Protecting Your Peace in a World That Profits from Panic
A reflection on overwhelm, boundaries, and the slow work of staying human
In January, I shut everything down.
No more doomscrolling. No reels, no updates, no curated chaos coming at me through a tiny glowing screen. I stepped away from social media completely, not because I had a grand plan, but because I was unraveling in ways I couldn’t ignore anymore.
It wasn’t one thing. It was everything.
The constant news cycle. The ads that knew just where to poke. The way every scroll felt like taking on the weight of the world while also being reminded I wasn’t doing enough. Or being enough.
I stopped because I couldn’t breathe.
And something shifted in that silence.
I remembered that I’m not here to carry it all.
Some of us were born with spongy hearts absorbing everything around us like second nature. We notice the way a room changes. We feel the collective ache before it’s named. And when the world screams, we often whisper, “What can I do?”
But here’s the thing no one profits from you knowing:
You don’t have to hold it all.
You were never meant to.
There’s an economy that runs on your anxiety.
When you feel like there’s an emergency at all times, you’re more likely to scroll. To click. To buy. To join. To fix.
And the body? It doesn’t know the difference between a real emergency and a digital one. It just knows there’s something wrong, all the time. And eventually, it starts to shut down or speed up in ways that feel like they’ll never stop.
The wild part is that your nervous system, this ancient, beautiful system inside you, is still wired for what it was thousands of years ago. It’s scanning for danger, for change in the environment, for what’s safe and what’s not. It wasn’t made to absorb the heartbreak of the entire globe before breakfast.
It makes so much sense that you're overwhelmed.

▸ **Work instructions**:
Answer these from the reflection on overwhelm and boundaries:
(a) In which month did the writer shut everything down?
(b) What does the reflection say an economy runs on?
(c) What was the nervous system not made to absorb before breakfast?
The material that comes next is separate from the reflection on overwhelm and boundaries.

▸ **Data excerpt**:
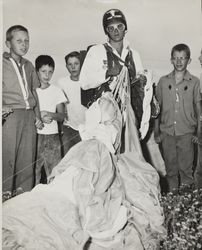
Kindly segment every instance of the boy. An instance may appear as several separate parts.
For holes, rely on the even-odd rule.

▸ **Result of this task**:
(a) January
(b) Your anxiety
(c) The heartbreak of the entire globe